# Excerpt to read
-----
Do you still miss your office?

A year after the pandemic made us work from home, let’s revisit what our workplace meant to us
  • Offices were originally created as spaces for work, but they evolved over time to combine work and socializing, quite seamlessly
  • Photo: iStockPremium
    Photo: iStock

    Almost a year ago, our offices suddenly closed, and many of us were locked inside the home. Work-from-home (WFH) became the norm. Initially, there was much excitement about video calls, increased productivity and how wonderful it was to skip the long office commute. A few months later, the conversation changed. We had discussions around Zoom fatigue, blurring of work-life boundaries, and whether team culture was getting affected when people did not sit and work together.

    Now, many offices have reopened. As vaccines hold hope for the end of the covid-19 pandemic, discussion has begun around workplaces of the future and what they would look like.

    We will await the outcomes of these learned deliberations. Meanwhile, the first anniversary of the work-from-home life is a good time to reflect on what our offices really meant to us.

    Remember those quick chats?

    Offices were originally created as spaces for work, but they evolved over time to combine work and socializing, quite seamlessly. Our workplaces provide a structured environment to work in, but then there are also the quick catch-ups during tea break, light-hearted banter with teammates sitting next to you, and walking across to your best friend’s desk to talk about plans for the weekend.

    Offices are fertile ground for pleasurable social interactions, which help us refresh ourselves, throughout the day. While working from home, we can try to recreate such socializing by telephoning colleagues for quick personal conversations, or by setting up occasional meetings in nearby cafés, but we know it’s not really the same.

    Or those in-person meetings?

    Zoom meetings and their likes are the product of marvellous technology but they simply cannot replace having colleagues in front of you in a real meeting room. If you need to listen deeply to your teammates, you need to observe them too. The changes in facial expressions, the tone of voice or overall body language, all say a lot about what is really being conveyed during a conversation.

    These nuances are difficult to catch on a video call from home, where people are reduced to small clinical squares on the computer screen. What’s more, one has to cope with all the ambient household noise, or even a pet dog running in. Even if WFH does become the post-pandemic norm in some offices, there is no doubt that occasional meetings in office will be essential, particularly for important or sensitive discussions.
-----
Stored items
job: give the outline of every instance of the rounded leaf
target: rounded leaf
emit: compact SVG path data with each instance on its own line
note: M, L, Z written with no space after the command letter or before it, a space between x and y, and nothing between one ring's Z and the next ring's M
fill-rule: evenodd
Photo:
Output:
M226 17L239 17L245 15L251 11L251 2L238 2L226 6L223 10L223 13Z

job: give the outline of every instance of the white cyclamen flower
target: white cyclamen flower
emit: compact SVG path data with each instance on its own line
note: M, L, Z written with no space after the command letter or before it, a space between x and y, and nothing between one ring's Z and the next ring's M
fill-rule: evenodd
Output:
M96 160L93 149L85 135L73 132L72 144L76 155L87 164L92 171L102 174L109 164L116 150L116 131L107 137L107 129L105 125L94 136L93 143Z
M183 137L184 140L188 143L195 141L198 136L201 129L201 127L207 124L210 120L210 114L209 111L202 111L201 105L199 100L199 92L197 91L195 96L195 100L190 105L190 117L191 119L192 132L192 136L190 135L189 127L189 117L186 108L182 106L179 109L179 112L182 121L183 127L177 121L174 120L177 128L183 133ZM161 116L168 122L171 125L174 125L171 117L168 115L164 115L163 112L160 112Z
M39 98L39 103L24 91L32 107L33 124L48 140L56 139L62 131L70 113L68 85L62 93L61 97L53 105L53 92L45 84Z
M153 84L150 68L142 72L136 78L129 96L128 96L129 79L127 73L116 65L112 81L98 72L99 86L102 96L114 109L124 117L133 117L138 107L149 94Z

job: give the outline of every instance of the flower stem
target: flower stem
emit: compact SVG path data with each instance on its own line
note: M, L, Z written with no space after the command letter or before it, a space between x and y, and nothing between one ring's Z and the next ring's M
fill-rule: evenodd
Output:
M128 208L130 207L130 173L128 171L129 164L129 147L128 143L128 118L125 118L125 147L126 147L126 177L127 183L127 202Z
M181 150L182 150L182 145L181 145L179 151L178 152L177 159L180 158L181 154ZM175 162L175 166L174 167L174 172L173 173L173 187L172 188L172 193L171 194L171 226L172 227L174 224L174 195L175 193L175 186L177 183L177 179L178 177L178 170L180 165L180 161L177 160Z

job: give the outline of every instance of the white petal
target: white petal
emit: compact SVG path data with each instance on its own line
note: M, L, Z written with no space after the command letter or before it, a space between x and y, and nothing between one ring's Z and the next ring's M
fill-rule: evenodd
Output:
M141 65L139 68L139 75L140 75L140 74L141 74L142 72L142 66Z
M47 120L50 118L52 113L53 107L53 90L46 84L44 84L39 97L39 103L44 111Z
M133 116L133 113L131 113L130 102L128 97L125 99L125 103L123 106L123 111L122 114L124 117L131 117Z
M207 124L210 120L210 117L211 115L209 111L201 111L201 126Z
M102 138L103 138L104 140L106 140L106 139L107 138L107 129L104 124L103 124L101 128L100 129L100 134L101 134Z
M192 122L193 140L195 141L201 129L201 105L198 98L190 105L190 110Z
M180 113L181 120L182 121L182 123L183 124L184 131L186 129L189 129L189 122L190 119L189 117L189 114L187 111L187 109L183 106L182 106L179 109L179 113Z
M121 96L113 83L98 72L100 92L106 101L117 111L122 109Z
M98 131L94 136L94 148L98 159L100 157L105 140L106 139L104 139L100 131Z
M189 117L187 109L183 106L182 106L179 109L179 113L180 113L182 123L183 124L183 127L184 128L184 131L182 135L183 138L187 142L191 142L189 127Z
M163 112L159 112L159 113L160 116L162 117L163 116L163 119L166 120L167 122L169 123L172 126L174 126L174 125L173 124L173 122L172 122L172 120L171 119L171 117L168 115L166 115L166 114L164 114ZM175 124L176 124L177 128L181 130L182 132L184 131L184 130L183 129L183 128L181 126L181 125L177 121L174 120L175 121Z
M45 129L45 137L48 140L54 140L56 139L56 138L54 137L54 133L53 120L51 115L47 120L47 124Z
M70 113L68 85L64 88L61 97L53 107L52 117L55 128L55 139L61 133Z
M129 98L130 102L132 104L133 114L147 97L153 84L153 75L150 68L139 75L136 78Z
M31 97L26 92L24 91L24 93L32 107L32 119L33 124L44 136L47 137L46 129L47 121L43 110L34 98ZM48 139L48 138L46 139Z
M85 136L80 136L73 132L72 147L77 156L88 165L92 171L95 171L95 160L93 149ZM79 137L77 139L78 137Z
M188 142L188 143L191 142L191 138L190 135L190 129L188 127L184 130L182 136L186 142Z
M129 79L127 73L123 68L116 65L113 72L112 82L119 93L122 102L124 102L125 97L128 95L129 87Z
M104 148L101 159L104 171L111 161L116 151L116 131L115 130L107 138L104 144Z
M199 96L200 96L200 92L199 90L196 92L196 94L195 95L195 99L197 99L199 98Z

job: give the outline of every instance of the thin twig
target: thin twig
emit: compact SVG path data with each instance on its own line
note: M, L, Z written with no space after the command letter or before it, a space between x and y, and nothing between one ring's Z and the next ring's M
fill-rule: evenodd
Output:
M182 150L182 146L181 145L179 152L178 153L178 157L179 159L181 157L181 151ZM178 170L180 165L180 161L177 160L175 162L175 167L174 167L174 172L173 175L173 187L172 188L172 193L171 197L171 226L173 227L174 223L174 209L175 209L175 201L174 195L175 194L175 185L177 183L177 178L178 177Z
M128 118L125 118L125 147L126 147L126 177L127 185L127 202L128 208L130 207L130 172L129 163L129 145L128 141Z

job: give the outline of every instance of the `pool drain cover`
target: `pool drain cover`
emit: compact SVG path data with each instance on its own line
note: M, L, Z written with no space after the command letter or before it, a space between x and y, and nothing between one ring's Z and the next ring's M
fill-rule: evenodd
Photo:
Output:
-----
# Exercise aim
Can you output everything in the office article from "Now, many offices" down to "for the weekend."? You won't need the records for this.

# Response
Now, many offices have reopened. As vaccines hold hope for the end of the covid-19 pandemic, discussion has begun around workplaces of the future and what they would look like.

    We will await the outcomes of these learned deliberations. Meanwhile, the first anniversary of the work-from-home life is a good time to reflect on what our offices really meant to us.

    Remember those quick chats?

    Offices were originally created as spaces for work, but they evolved over time to combine work and socializing, quite seamlessly. Our workplaces provide a structured environment to work in, but then there are also the quick catch-ups during tea break, light-hearted banter with teammates sitting next to you, and walking across to your best friend’s desk to talk about plans for the weekend.